**SET EXERCISE:** Reproduce each of the following records word for word, preserving every line in its original order.

**EXERCISE DATA:**
● ● ● ●
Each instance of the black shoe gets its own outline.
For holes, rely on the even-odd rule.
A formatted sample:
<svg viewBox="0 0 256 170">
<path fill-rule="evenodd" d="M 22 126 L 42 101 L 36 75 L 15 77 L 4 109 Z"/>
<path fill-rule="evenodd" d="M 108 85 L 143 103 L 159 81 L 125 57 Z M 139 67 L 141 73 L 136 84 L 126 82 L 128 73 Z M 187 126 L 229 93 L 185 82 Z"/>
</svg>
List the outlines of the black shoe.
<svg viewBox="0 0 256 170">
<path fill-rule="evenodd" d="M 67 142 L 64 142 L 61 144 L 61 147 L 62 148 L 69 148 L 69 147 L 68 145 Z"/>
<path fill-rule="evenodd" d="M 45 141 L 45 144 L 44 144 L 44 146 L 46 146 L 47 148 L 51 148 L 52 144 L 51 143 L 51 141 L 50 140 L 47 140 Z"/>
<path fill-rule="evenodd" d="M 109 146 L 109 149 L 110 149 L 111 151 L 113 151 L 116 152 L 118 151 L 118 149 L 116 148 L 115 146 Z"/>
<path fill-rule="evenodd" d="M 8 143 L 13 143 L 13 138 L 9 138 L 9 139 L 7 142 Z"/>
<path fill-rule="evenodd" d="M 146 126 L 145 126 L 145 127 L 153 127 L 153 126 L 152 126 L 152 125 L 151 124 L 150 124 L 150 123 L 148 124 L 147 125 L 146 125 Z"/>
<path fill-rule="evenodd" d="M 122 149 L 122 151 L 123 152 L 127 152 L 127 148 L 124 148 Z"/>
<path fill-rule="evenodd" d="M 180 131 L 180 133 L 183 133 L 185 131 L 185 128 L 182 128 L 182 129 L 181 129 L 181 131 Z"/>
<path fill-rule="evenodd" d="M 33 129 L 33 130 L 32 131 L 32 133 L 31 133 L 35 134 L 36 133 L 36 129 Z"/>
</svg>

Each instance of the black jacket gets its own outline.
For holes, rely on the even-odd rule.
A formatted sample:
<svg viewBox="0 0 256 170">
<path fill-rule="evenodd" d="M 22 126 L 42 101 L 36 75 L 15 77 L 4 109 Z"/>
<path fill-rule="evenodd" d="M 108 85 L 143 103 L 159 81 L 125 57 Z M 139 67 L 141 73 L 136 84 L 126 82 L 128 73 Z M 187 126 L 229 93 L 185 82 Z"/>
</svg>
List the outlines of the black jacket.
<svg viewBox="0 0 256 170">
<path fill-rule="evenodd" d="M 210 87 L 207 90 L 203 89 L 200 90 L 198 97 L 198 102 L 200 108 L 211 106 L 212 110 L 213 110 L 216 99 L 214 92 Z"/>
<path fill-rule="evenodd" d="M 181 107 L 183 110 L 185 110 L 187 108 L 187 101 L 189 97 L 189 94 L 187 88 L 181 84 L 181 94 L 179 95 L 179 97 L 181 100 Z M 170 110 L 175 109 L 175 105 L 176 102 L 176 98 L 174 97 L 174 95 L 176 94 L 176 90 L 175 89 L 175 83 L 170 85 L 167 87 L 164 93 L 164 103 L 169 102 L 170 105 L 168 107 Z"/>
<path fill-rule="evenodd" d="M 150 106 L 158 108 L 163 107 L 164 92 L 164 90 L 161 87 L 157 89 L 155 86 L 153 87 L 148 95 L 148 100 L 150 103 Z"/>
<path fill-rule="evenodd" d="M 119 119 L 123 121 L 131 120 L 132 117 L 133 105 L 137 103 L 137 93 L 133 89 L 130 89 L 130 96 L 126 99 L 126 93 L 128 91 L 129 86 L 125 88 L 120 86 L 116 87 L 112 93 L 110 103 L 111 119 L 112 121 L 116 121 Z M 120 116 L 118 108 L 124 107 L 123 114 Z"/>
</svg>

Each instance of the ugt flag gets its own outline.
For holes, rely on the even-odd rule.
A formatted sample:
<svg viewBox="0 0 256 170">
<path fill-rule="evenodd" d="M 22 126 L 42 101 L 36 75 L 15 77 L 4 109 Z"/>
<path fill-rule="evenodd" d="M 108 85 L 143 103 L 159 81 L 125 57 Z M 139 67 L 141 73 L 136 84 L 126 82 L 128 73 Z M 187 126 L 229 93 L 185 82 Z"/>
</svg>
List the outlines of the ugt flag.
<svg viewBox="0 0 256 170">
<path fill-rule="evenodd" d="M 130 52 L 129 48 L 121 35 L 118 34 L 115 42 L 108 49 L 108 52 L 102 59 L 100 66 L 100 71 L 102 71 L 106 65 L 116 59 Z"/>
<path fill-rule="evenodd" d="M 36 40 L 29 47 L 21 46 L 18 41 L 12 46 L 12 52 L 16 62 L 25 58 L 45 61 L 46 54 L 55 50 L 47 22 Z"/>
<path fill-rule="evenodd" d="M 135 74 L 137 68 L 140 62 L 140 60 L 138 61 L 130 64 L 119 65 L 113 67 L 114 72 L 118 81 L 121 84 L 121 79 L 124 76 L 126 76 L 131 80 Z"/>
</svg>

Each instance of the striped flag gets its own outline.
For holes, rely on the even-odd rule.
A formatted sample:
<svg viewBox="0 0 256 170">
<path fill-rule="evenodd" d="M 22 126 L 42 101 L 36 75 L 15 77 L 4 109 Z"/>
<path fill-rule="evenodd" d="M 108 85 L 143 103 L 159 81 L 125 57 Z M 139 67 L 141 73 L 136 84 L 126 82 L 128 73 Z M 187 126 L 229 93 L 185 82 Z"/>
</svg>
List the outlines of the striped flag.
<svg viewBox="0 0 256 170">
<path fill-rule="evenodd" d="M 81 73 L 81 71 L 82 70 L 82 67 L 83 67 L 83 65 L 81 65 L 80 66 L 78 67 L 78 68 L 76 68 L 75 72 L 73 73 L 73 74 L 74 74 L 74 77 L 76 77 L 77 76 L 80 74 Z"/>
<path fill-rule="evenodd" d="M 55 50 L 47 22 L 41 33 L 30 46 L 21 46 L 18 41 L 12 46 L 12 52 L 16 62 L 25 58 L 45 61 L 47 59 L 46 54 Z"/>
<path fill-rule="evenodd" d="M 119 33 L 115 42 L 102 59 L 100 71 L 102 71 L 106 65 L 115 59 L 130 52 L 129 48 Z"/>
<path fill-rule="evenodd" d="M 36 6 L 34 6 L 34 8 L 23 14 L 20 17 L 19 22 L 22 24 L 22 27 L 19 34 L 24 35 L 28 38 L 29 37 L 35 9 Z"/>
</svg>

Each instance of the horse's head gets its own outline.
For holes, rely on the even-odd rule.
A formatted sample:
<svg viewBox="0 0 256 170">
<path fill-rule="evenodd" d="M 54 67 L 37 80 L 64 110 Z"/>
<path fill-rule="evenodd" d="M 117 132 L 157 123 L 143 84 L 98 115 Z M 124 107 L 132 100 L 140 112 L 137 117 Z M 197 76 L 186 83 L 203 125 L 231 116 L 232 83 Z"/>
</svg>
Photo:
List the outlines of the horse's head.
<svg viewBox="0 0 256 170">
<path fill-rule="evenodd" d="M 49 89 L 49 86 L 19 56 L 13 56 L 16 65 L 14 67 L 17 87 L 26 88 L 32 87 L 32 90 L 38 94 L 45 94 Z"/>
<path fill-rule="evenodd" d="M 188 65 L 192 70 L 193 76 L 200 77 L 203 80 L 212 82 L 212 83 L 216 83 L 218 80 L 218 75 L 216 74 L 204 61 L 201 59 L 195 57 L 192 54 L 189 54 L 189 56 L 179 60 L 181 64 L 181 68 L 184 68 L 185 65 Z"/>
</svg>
● ● ● ●
**SOLUTION:**
Each instance of the black shoe gets its own outline.
For holes, rely on the even-odd rule.
A formatted sample:
<svg viewBox="0 0 256 170">
<path fill-rule="evenodd" d="M 22 126 L 42 101 L 36 75 L 15 77 L 4 109 Z"/>
<path fill-rule="evenodd" d="M 108 85 L 143 103 L 159 81 L 125 57 Z M 139 67 L 141 73 L 136 84 L 126 82 L 128 73 Z M 187 126 L 229 93 L 185 82 Z"/>
</svg>
List the outlines of the black shoe.
<svg viewBox="0 0 256 170">
<path fill-rule="evenodd" d="M 67 142 L 64 142 L 61 144 L 61 147 L 62 148 L 69 148 L 69 147 L 68 145 Z"/>
<path fill-rule="evenodd" d="M 45 141 L 45 144 L 44 144 L 44 146 L 46 146 L 47 148 L 51 148 L 52 144 L 51 143 L 51 141 L 50 140 L 47 140 Z"/>
<path fill-rule="evenodd" d="M 109 146 L 109 149 L 110 149 L 111 151 L 113 151 L 116 152 L 118 151 L 118 149 L 116 148 L 115 146 Z"/>
<path fill-rule="evenodd" d="M 8 143 L 13 143 L 13 138 L 9 138 L 9 139 L 7 142 Z"/>
<path fill-rule="evenodd" d="M 146 126 L 145 126 L 145 127 L 153 127 L 153 126 L 152 126 L 152 125 L 151 124 L 150 124 L 150 123 L 148 124 L 147 125 L 146 125 Z"/>
<path fill-rule="evenodd" d="M 122 149 L 122 151 L 123 152 L 127 152 L 127 148 L 124 148 Z"/>
<path fill-rule="evenodd" d="M 180 131 L 180 133 L 183 133 L 185 131 L 185 128 L 182 128 L 182 129 L 181 129 L 181 131 Z"/>
<path fill-rule="evenodd" d="M 33 129 L 33 130 L 32 131 L 32 133 L 31 133 L 35 134 L 36 133 L 36 129 Z"/>
</svg>

Each instance of the black jacket gets its own outline.
For holes, rely on the even-odd rule.
A formatted sample:
<svg viewBox="0 0 256 170">
<path fill-rule="evenodd" d="M 22 126 L 42 101 L 36 75 L 15 77 L 4 109 Z"/>
<path fill-rule="evenodd" d="M 108 85 L 143 103 L 159 81 L 125 57 Z M 139 67 L 141 73 L 136 84 L 126 82 L 128 73 Z M 187 126 L 229 93 L 185 82 Z"/>
</svg>
List the outlines of the black jacket.
<svg viewBox="0 0 256 170">
<path fill-rule="evenodd" d="M 210 87 L 207 90 L 203 89 L 200 90 L 198 97 L 198 102 L 200 108 L 211 106 L 212 110 L 213 110 L 216 99 L 214 92 Z"/>
<path fill-rule="evenodd" d="M 181 107 L 183 110 L 185 110 L 187 108 L 187 101 L 189 97 L 189 94 L 187 88 L 181 84 L 181 94 L 179 95 L 179 97 L 181 100 Z M 170 110 L 175 109 L 175 105 L 176 102 L 176 98 L 174 97 L 174 95 L 176 94 L 176 90 L 175 89 L 175 83 L 170 85 L 167 87 L 164 93 L 164 103 L 169 102 L 170 105 L 168 107 Z"/>
<path fill-rule="evenodd" d="M 150 106 L 158 108 L 163 107 L 164 92 L 164 90 L 161 87 L 157 89 L 155 86 L 153 87 L 148 95 L 148 100 L 150 103 Z"/>
<path fill-rule="evenodd" d="M 119 119 L 123 121 L 131 120 L 132 117 L 133 105 L 137 103 L 137 93 L 133 89 L 130 89 L 130 96 L 126 99 L 126 93 L 128 91 L 129 86 L 125 88 L 120 86 L 116 87 L 112 93 L 110 103 L 111 119 L 112 121 L 116 121 Z M 120 116 L 118 108 L 124 107 L 123 114 Z"/>
</svg>

Each instance of the ugt flag gets its own outline.
For holes, rely on the even-odd rule.
A formatted sample:
<svg viewBox="0 0 256 170">
<path fill-rule="evenodd" d="M 22 126 L 42 101 L 36 75 L 15 77 L 4 109 Z"/>
<path fill-rule="evenodd" d="M 108 85 L 143 103 L 159 81 L 125 57 Z M 139 67 L 141 73 L 136 84 L 126 82 L 128 73 Z M 187 126 L 229 93 L 185 82 Z"/>
</svg>
List the outlines of the ugt flag.
<svg viewBox="0 0 256 170">
<path fill-rule="evenodd" d="M 130 52 L 129 48 L 121 35 L 118 34 L 115 42 L 108 49 L 108 52 L 102 59 L 100 66 L 100 71 L 102 71 L 106 65 L 116 59 Z"/>
<path fill-rule="evenodd" d="M 36 40 L 29 47 L 21 46 L 18 41 L 12 46 L 12 52 L 16 62 L 25 58 L 45 61 L 46 54 L 55 50 L 47 22 Z"/>
<path fill-rule="evenodd" d="M 135 74 L 137 68 L 140 62 L 140 60 L 138 61 L 130 64 L 119 65 L 113 67 L 114 72 L 118 81 L 121 84 L 121 79 L 124 76 L 126 76 L 131 80 Z"/>
</svg>

Each instance of the striped flag gets its own outline.
For holes, rely on the even-odd rule.
A formatted sample:
<svg viewBox="0 0 256 170">
<path fill-rule="evenodd" d="M 22 126 L 42 101 L 36 75 L 15 77 L 4 109 Z"/>
<path fill-rule="evenodd" d="M 108 85 L 143 103 L 159 81 L 125 57 Z M 139 67 L 141 73 L 136 84 L 126 82 L 128 73 Z M 187 126 L 229 93 L 185 82 Z"/>
</svg>
List the outlines of the striped flag.
<svg viewBox="0 0 256 170">
<path fill-rule="evenodd" d="M 81 73 L 81 71 L 82 70 L 82 67 L 83 67 L 83 65 L 81 65 L 80 66 L 78 67 L 78 68 L 76 68 L 75 72 L 73 73 L 73 74 L 74 74 L 74 77 L 76 77 L 77 76 L 80 74 Z"/>
<path fill-rule="evenodd" d="M 55 50 L 47 22 L 41 33 L 30 46 L 21 46 L 18 41 L 12 46 L 12 52 L 16 62 L 25 58 L 45 61 L 47 59 L 46 54 Z"/>
<path fill-rule="evenodd" d="M 119 33 L 115 42 L 102 59 L 100 71 L 102 71 L 106 65 L 115 59 L 130 52 L 129 48 Z"/>
<path fill-rule="evenodd" d="M 36 6 L 34 6 L 34 8 L 23 14 L 20 17 L 19 22 L 22 24 L 22 27 L 19 34 L 24 35 L 28 38 L 29 37 L 35 9 Z"/>
</svg>

Each instance of the horse's head gets its own outline.
For holes, rely on the even-odd rule.
A formatted sample:
<svg viewBox="0 0 256 170">
<path fill-rule="evenodd" d="M 54 67 L 37 80 L 64 110 Z"/>
<path fill-rule="evenodd" d="M 117 132 L 157 123 L 143 84 L 98 115 Z M 124 107 L 132 100 L 140 112 L 137 117 Z M 197 76 L 186 83 L 203 125 L 231 116 L 232 83 Z"/>
</svg>
Photo:
List the outlines of the horse's head.
<svg viewBox="0 0 256 170">
<path fill-rule="evenodd" d="M 49 89 L 49 86 L 19 56 L 13 56 L 16 65 L 14 67 L 17 87 L 26 88 L 32 87 L 32 90 L 38 94 L 45 94 Z"/>
<path fill-rule="evenodd" d="M 188 65 L 192 70 L 193 76 L 200 77 L 203 80 L 212 82 L 212 83 L 216 83 L 218 80 L 218 75 L 216 74 L 204 61 L 201 59 L 195 57 L 192 54 L 189 54 L 189 56 L 179 60 L 181 64 L 181 68 L 184 68 L 185 65 Z"/>
</svg>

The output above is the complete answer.